| Task goal |
In the talk abstracts below, what is a sparse neural network said to have most of its parameters set to?

| Text under study |
= Beginning of Section =
Design Deep Networks for Pursuing Low-Dimensional Structures

Yi Ma

UC Berkeley

Based upon the previous discussion on the connection between low-dimensional structures and deep models, in this section, we will discuss principles for designing deep networks through the lens of learning good low-dimensional representation for (potentially nonlinear) low-dimensional structures. We will see how unrolling iterative optimization algorithms for low-dimensional problems (such as the sparsifying algorithms) naturally lead to deep neural networks. We will then show how modern deep layered architectures, linear (convolution) operators, and nonlinear activations, and even all parameters can be derived from the principle of learning a compact linear discriminative representation for nonlinear low-dimensional structures within the data. We will show how so learned representations can bring tremendous benefits in tasks such as learning generative models, noise stability, and incremental learning.

Sparsity Neural Networks – Practice and Theory

Atlas Wang

UT Austin

We discuss the role of sparsity in general neural network architectures, and shed light on how sparsity interacts with deep learning under the overparameterization regime, for both practitioners and theorists. A sparse neural network (NN) has most of its parameters set to zero and is traditionally considered as the product of NN compression (i.e., pruning). Yet recently, sparsity has exposed itself as an important bridge for modeling the underlying low dimensionality of NNs, for understanding their generalization, optimization dynamics, implicit regularization, expressivity, and robustness. Deep NNs learned with sparsity-aware priors have also demonstrated significantly improved performances through a full stack of applied work on algorithms, systems, and hardware. In this talk, I plan to cover recent progress on the practical, theoretical, and scientific aspects of sparse NNs. I will try scratching the surface of three aspects – (1) practically, why one should love a sparse NN, beyond just a post-training NN compression tool; (2) theoretically, what are some guarantees that one can expect from sparse NNs; and (3) what is future prospect of exploiting sparsity in NNs.
= End of Section =
| Records supplied |
= Beginning of Section =
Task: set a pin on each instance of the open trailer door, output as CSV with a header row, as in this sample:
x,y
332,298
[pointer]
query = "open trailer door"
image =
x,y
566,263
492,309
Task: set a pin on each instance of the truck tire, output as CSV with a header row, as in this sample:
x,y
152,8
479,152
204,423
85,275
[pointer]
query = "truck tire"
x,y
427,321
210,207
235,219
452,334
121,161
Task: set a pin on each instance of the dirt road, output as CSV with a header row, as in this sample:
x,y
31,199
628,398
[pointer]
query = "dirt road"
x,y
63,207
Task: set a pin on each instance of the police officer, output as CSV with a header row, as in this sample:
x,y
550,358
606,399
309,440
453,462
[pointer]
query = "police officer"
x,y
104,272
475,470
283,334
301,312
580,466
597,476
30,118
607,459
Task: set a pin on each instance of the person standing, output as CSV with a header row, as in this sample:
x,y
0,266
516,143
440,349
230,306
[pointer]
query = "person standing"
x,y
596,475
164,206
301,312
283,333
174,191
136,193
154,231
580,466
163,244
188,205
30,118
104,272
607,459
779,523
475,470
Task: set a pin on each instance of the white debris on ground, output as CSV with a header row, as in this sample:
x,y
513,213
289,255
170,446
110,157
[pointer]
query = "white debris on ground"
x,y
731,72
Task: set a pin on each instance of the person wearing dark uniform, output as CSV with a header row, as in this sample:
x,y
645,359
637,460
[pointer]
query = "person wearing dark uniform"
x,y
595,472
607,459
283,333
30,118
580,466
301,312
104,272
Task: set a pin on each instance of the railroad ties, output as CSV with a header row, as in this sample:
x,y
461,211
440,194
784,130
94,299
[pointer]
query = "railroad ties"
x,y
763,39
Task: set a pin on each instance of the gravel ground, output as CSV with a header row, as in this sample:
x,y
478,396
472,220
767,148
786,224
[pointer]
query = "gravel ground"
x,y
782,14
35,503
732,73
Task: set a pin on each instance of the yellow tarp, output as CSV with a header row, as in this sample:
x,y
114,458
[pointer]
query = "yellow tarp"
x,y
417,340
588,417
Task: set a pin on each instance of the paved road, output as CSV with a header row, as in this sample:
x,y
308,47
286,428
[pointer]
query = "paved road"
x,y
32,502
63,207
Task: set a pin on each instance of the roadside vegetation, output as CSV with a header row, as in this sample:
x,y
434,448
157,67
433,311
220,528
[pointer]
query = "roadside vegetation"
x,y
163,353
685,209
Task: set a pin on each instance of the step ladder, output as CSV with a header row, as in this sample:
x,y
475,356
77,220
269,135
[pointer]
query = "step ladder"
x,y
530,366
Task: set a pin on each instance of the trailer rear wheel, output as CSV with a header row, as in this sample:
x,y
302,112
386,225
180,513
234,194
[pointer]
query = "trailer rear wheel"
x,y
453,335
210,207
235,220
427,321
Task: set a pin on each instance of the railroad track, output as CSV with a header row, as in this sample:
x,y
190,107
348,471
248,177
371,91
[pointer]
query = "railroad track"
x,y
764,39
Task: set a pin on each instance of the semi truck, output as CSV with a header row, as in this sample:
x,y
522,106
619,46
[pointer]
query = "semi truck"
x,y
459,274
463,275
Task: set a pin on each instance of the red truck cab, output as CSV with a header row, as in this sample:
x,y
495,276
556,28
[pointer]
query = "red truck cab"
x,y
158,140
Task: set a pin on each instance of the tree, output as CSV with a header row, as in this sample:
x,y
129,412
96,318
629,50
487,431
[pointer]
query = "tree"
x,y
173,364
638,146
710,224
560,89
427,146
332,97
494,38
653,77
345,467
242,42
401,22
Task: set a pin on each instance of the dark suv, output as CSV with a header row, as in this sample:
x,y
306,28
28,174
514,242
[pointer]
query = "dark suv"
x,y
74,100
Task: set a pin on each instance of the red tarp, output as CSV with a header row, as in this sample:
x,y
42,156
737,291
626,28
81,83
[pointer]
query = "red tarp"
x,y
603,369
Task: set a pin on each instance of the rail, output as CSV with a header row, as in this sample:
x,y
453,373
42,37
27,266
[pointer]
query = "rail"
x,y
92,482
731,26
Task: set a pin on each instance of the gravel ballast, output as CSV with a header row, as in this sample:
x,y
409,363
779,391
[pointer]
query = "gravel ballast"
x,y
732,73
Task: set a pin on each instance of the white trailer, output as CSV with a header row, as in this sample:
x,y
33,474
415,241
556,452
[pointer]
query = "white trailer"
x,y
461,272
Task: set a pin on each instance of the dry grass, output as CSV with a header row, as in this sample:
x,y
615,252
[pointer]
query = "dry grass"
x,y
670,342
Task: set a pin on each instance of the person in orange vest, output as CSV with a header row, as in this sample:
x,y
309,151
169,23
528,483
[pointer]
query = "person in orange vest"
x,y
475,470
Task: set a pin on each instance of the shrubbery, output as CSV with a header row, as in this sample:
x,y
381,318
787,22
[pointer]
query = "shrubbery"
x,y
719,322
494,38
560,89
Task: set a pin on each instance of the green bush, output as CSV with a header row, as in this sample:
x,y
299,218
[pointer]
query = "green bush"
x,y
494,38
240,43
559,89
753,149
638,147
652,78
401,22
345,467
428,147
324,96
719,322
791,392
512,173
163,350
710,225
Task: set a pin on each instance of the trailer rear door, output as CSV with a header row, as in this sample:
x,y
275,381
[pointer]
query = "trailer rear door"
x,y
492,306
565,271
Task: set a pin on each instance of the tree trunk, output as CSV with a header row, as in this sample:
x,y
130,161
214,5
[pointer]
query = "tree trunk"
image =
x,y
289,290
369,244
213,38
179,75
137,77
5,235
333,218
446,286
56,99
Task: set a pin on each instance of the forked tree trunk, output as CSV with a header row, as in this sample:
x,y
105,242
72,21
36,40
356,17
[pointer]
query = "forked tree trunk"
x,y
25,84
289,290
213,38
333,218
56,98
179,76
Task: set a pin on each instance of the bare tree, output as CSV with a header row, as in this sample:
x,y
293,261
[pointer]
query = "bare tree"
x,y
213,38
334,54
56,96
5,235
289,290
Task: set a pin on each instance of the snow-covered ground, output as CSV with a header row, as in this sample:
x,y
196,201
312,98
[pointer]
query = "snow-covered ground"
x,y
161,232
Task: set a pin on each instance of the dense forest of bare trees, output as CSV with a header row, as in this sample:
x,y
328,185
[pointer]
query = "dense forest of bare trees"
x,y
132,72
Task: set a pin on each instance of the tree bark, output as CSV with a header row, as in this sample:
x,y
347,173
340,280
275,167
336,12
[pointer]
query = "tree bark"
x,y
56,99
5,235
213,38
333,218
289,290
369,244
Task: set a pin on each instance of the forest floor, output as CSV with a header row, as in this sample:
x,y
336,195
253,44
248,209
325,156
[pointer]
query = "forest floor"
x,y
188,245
= End of Section =
| Exercise result |
Zero.